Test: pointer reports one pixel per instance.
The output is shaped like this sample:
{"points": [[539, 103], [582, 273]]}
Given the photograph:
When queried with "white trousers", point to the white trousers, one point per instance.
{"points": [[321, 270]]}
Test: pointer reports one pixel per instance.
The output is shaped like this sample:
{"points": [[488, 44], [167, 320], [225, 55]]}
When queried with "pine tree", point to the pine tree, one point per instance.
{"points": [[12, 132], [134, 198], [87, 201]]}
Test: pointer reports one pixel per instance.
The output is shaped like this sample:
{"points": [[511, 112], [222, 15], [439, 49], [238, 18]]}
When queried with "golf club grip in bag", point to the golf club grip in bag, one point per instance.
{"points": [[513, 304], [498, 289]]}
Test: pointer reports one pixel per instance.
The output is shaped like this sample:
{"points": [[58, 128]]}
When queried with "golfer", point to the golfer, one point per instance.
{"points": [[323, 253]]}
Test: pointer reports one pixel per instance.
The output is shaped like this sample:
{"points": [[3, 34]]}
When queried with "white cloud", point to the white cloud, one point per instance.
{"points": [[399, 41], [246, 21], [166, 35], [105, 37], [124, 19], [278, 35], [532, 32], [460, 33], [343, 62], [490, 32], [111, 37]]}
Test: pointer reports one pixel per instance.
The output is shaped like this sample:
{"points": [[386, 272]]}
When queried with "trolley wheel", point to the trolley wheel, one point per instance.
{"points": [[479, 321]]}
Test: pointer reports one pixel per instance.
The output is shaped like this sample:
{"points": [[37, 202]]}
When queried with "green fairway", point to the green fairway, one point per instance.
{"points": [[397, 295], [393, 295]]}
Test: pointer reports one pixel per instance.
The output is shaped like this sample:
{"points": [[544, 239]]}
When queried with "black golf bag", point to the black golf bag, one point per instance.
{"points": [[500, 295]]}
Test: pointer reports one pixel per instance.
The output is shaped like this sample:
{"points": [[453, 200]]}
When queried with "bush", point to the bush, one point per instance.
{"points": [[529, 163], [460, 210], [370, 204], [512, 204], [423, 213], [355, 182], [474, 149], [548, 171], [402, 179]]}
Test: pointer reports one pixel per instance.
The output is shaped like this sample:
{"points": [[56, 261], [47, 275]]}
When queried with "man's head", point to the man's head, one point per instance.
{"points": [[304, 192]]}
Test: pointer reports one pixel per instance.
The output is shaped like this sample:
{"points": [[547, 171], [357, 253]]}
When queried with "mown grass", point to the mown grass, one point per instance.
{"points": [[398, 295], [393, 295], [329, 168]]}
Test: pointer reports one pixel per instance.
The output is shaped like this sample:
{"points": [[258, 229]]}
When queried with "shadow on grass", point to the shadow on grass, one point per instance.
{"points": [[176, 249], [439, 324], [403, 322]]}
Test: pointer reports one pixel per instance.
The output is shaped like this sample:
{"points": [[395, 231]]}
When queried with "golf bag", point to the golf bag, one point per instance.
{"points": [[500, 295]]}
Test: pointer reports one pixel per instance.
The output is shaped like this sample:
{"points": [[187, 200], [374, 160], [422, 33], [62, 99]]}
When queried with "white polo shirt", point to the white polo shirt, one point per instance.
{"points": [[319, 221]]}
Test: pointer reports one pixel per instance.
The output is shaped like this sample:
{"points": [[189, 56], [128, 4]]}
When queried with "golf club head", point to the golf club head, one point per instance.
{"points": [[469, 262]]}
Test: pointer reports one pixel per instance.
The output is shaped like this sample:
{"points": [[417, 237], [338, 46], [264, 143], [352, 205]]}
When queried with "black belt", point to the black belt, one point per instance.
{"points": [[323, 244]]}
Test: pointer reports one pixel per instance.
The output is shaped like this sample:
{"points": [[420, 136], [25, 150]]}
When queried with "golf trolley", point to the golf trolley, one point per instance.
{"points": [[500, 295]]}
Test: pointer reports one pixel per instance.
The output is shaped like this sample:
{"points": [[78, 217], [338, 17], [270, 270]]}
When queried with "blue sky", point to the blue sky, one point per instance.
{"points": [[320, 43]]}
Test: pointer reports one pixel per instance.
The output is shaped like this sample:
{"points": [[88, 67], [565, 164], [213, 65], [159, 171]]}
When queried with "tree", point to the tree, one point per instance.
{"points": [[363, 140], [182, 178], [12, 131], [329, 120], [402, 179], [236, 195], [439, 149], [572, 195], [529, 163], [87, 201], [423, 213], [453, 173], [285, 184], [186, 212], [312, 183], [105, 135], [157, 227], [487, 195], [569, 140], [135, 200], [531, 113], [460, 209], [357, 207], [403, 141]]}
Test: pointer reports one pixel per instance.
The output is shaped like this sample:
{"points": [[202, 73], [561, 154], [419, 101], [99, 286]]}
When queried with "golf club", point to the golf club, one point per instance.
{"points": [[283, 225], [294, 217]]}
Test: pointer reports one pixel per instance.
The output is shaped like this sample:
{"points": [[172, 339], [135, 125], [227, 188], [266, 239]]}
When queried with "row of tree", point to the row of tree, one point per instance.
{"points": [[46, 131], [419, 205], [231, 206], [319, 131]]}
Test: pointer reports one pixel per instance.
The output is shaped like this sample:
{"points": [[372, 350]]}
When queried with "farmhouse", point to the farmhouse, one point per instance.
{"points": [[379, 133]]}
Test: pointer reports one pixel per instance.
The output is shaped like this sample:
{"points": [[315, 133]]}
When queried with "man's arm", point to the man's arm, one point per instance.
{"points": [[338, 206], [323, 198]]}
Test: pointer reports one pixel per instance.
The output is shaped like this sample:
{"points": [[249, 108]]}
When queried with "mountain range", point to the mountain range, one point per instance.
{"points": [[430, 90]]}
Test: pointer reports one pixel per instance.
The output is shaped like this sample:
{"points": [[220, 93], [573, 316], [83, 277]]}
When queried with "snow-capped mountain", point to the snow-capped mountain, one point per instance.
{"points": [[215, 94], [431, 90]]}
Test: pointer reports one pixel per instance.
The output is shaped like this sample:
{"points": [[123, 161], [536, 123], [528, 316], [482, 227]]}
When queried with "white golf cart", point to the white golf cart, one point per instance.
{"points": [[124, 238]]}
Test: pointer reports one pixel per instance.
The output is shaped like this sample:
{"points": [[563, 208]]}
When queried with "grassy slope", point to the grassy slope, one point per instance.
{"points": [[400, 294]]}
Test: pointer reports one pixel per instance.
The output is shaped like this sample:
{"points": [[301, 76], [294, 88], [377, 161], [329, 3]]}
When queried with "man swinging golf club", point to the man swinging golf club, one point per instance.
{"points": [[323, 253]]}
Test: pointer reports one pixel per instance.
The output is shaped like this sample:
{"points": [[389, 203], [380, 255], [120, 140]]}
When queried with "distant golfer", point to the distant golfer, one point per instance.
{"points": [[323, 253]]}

What needs to be done:
Go through the records above and set each one down exactly, please.

Answer to the exercise:
Test: pointer reports one pixel per instance.
The output is shaped like this sample:
{"points": [[539, 103], [582, 273]]}
Given the photograph:
When queried with "white trousers", point to the white trousers, one point per instance.
{"points": [[321, 270]]}
Test: pointer reports one pixel per instance.
The output is shaped like this sample:
{"points": [[488, 44], [167, 320], [225, 55]]}
When queried with "pine tree", point to the pine tree, one point per instance.
{"points": [[12, 132], [134, 198], [87, 201]]}
Test: pointer reports one pixel per instance.
The output is shaped like this sample:
{"points": [[511, 112], [222, 15], [439, 49], [238, 18]]}
When queried with "golf club grip in bag", point to the golf club grip in bag, one point per instance.
{"points": [[513, 304], [498, 289]]}
Test: pointer reports one pixel per instance.
The output is shaped like this sample:
{"points": [[58, 128]]}
When queried with "golfer", point to the golfer, one point per instance.
{"points": [[323, 253]]}
Test: pointer reports one pixel per instance.
The output is shaped like this sample:
{"points": [[3, 34]]}
When queried with "white cloud", point to the white cloud, one point per instance.
{"points": [[399, 41], [246, 21], [166, 35], [105, 37], [124, 19], [278, 35], [532, 32], [460, 33], [343, 62], [490, 32], [111, 37]]}
Test: pointer reports one pixel per instance.
The output is shaped like this sample:
{"points": [[386, 272]]}
When queried with "trolley wheel", point to the trolley wheel, one point per instance.
{"points": [[479, 321]]}
Test: pointer reports one pixel per instance.
The output is shaped like this sample:
{"points": [[37, 202]]}
When queried with "green fairway", point to the green fairway, one point per instance.
{"points": [[397, 295], [393, 295]]}
Test: pointer reports one pixel per instance.
The output is shaped like this sample:
{"points": [[544, 239]]}
When queried with "black golf bag", point to the black golf bag, one point per instance.
{"points": [[500, 295]]}
Test: pointer reports one pixel per instance.
The output is shaped like this sample:
{"points": [[453, 200]]}
When queried with "bush", point to the bush, one point per instance.
{"points": [[529, 163], [460, 210], [370, 204], [512, 204], [423, 213], [355, 182], [474, 149], [548, 171], [402, 179]]}
Test: pointer reports one pixel per instance.
The output is shaped like this sample:
{"points": [[56, 261], [47, 275]]}
When queried with "man's head", point to the man's head, one point per instance.
{"points": [[304, 192]]}
Test: pointer reports one pixel per instance.
The output is shaped like this sample:
{"points": [[547, 171], [357, 253]]}
When queried with "mown grass", point to the mown grass, one point per instance.
{"points": [[398, 295], [393, 295], [329, 168]]}
Test: pointer reports one pixel per instance.
The output is shaped like this sample:
{"points": [[258, 229]]}
When queried with "shadow on grass", point to the shadow on grass, one point per instance.
{"points": [[176, 249], [439, 324], [403, 322]]}
Test: pointer reports one pixel per instance.
The output is shaped like this sample:
{"points": [[395, 231]]}
When queried with "golf bag", point to the golf bag, one point per instance.
{"points": [[500, 295]]}
Test: pointer reports one pixel per instance.
The output is shaped like this sample:
{"points": [[187, 200], [374, 160], [422, 33], [62, 99]]}
When queried with "white polo shirt", point to the white polo shirt, one point per instance.
{"points": [[319, 221]]}
Test: pointer reports one pixel per instance.
The output is shaped like this sample:
{"points": [[189, 56], [128, 4]]}
When queried with "golf club head", point to the golf club head, one point per instance.
{"points": [[469, 262]]}
Test: pointer reports one pixel per instance.
The output is shaped like this sample:
{"points": [[417, 237], [338, 46], [264, 143], [352, 205]]}
When queried with "black belt", point to the black belt, one point per instance.
{"points": [[323, 244]]}
Test: pointer reports one pixel per instance.
The output is shaped like this sample:
{"points": [[420, 136], [25, 150]]}
When queried with "golf trolley", point to the golf trolley, one point per instance.
{"points": [[500, 295]]}
Test: pointer reports one pixel per instance.
The output is shaped like this sample:
{"points": [[78, 217], [338, 17], [270, 270]]}
When queried with "blue sky", point to the blue sky, one point per instance.
{"points": [[320, 43]]}
Test: pointer reports one pixel per instance.
The output is shaped like this sample:
{"points": [[88, 67], [565, 164], [213, 65], [159, 171]]}
When queried with "tree", point to the tree, one point per instance.
{"points": [[363, 140], [182, 178], [12, 131], [329, 120], [402, 179], [236, 195], [439, 149], [572, 195], [529, 163], [87, 201], [423, 213], [453, 173], [285, 184], [186, 212], [312, 183], [105, 135], [157, 227], [487, 195], [569, 140], [135, 200], [531, 113], [460, 209], [357, 207], [403, 141]]}
Test: pointer reports one pixel per instance.
The output is shaped like this sample:
{"points": [[202, 73], [561, 154], [419, 101], [99, 286]]}
When queried with "golf club", point to the golf club, one point per instance.
{"points": [[283, 225], [294, 217]]}
Test: pointer reports one pixel per instance.
The output is shaped like this sample:
{"points": [[172, 339], [135, 125], [227, 188], [266, 239]]}
When queried with "row of tree", point to the row of tree, one point per instance.
{"points": [[46, 131], [419, 205], [231, 206], [319, 131]]}
Test: pointer reports one pixel per instance.
The output is shaped like this sample:
{"points": [[372, 350]]}
When queried with "farmhouse", point to the farmhouse, one point per instance.
{"points": [[379, 133]]}
Test: pointer reports one pixel per instance.
The output is shaped like this sample:
{"points": [[315, 133]]}
When queried with "man's arm", point to the man's arm, one point per instance.
{"points": [[338, 206], [323, 198]]}
Test: pointer reports one pixel per instance.
The output is shaped like this sample:
{"points": [[249, 108]]}
When queried with "mountain range", point to the mountain range, one point per instance.
{"points": [[430, 90]]}
Test: pointer reports one pixel per instance.
The output is shaped like this sample:
{"points": [[220, 93], [573, 316], [83, 277]]}
When queried with "snow-capped mountain", point to the snow-capped mountain, one point per instance.
{"points": [[215, 94], [431, 90]]}
Test: pointer reports one pixel per instance.
The output is shaped like this sample:
{"points": [[123, 161], [536, 123], [528, 316], [482, 227]]}
When queried with "white golf cart", point to the white golf cart, one point per instance.
{"points": [[124, 238]]}
Test: pointer reports one pixel per instance.
The output is shaped like this sample:
{"points": [[563, 208]]}
When queried with "grassy slope", point to the grassy slope, one point per instance.
{"points": [[400, 294]]}
Test: pointer reports one pixel per instance.
The output is shaped like this sample:
{"points": [[301, 76], [294, 88], [377, 161], [329, 3]]}
When queried with "man swinging golf club", point to the man swinging golf club, one point per instance.
{"points": [[323, 253]]}
Test: pointer reports one pixel per instance.
The output is shaped like this sample:
{"points": [[389, 203], [380, 255], [120, 140]]}
When queried with "distant golfer", point to the distant golfer, one point per instance.
{"points": [[323, 253]]}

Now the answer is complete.